**Task instructions:**
1. In the LocalPathExpander excerpt, what date format is used for the session start time?
2. List every piece of information that the LocalPathExpander excerpt says is extracted from the left camera video files.
3. Resume the LocalPathExpander excerpt at the point where it stops.

We can use LocalPathExpander
to find these left camera video files and
extract the subject ID, the session start time (formatted as yyyy-mm-dd
), and a session number (001
for
both files shown).
source_data_spec = {
"IBL_video": {
"base_directory": "/steinmetzlab/",
"file_path": "Subjects/{subject_id}/{session_start_time:%Y-%m-%d}/{session_id}/raw_video_data/_iblrig_leftCamera.raw.{}.mp4"
}
}
path_expander = LocalPathExpander()
metadata_list = path_expander.expand_paths(source_data_spec)
The metadata_list
now contains the information extracted for each matching file found by
LocalPathExpander
. The information for the first file is shown below.
{
"source_data": {
"IBL_video": {
"file_path": "/steinmetzlab/Subjects/NR_0017/2022-03-22/001/raw_video_data/_iblrig_leftCamera.raw.6252a2f0-c10f-4e49-b085-75749ba29c35.mp4"
}
},
"metadata": {
"NWBFile": {
"session_id": "001",
"session_start_time": datetime.datetime(2022, 3, 22, 0, 0)
},
"Subject": {
"subject_id": "NR_0017"

**Data rows:**
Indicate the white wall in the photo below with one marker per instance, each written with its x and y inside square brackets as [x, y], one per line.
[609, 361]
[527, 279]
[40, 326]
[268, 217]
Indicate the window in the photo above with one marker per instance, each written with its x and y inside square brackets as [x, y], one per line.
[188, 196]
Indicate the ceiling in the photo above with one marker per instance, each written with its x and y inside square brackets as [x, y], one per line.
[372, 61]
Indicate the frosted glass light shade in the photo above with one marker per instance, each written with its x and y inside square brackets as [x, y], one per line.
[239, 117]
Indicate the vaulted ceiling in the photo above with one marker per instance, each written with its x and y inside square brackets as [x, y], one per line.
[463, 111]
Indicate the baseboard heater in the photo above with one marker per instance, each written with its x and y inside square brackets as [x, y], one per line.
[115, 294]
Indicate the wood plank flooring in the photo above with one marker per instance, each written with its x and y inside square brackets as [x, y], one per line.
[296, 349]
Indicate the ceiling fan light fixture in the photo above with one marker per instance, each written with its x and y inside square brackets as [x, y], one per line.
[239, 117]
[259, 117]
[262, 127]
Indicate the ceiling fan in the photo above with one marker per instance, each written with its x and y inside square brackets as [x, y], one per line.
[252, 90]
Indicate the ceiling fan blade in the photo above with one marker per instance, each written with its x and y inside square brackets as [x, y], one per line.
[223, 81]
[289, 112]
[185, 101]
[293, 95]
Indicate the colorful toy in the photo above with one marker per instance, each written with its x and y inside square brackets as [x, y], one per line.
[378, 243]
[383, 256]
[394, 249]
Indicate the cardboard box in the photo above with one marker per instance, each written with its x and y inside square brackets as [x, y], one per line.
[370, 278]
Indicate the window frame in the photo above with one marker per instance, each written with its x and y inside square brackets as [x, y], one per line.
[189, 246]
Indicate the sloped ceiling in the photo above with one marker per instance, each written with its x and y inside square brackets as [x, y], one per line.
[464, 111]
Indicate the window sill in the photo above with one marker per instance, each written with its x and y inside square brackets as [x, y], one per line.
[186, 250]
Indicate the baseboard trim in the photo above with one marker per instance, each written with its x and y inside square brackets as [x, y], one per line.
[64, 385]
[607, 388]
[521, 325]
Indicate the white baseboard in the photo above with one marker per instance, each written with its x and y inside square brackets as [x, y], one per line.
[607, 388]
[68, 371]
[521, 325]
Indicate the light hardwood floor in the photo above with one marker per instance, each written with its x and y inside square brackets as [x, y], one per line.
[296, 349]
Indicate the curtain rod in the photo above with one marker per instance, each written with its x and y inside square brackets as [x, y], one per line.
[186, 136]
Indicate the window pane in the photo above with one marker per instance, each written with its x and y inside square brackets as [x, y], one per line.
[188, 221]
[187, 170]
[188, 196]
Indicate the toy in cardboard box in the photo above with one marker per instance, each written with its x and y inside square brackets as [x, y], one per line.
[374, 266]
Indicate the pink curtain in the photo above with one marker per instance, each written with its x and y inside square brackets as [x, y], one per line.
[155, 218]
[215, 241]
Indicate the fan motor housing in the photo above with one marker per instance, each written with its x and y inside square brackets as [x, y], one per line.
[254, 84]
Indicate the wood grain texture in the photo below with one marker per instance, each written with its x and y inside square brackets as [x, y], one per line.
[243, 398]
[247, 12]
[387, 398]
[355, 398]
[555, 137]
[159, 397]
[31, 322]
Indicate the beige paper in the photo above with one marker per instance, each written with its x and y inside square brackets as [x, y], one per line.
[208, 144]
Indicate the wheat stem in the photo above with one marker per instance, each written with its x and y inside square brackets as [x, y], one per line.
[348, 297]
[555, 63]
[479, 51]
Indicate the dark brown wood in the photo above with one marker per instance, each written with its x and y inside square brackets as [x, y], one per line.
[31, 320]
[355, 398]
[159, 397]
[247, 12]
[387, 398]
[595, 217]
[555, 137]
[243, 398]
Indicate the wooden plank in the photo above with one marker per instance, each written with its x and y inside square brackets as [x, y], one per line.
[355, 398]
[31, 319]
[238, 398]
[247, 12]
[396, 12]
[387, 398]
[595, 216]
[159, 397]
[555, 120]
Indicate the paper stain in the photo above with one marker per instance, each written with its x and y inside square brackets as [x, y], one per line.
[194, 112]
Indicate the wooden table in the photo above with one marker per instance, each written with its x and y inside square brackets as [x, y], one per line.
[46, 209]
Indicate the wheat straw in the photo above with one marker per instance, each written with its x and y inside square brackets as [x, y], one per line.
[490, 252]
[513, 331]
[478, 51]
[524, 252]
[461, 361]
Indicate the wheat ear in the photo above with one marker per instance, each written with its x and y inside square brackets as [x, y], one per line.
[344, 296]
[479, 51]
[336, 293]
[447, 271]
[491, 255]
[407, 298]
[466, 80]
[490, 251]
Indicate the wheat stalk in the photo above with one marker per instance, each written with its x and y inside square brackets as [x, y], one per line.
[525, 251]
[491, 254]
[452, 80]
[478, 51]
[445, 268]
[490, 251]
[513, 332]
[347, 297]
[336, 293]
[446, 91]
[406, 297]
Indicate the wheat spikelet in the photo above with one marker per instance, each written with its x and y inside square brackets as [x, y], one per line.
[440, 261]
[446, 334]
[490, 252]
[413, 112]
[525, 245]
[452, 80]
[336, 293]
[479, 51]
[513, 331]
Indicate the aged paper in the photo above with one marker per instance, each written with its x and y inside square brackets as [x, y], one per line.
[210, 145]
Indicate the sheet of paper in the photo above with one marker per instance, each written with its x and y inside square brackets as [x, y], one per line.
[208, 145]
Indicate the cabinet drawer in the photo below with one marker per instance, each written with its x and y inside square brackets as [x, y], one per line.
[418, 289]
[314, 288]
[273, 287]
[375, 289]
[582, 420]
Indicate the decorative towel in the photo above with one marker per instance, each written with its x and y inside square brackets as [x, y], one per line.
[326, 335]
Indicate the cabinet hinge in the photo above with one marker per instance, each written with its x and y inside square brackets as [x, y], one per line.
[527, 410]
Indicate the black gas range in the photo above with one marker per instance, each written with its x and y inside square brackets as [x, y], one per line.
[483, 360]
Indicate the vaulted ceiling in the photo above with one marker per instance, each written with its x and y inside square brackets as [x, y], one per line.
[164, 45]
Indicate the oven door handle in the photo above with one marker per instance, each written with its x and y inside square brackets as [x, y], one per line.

**Results for the exercise:**
1. yyyy-mm-dd

2.
- the subject ID
- the session start time
- a session number

3.
}
}
}
If you would like to experiment locally with LocalPathExpander
, we
provide a helper method in neuroconv.tools.testing
that partially
replicates the directory structure of the IBL data with dummy files on your machine.
from neuroconv.tools.testing import generate_path_expander_demo_ibl
generate_path_expander_demo_ibl(folder_path="path/to/generate/dummy/files")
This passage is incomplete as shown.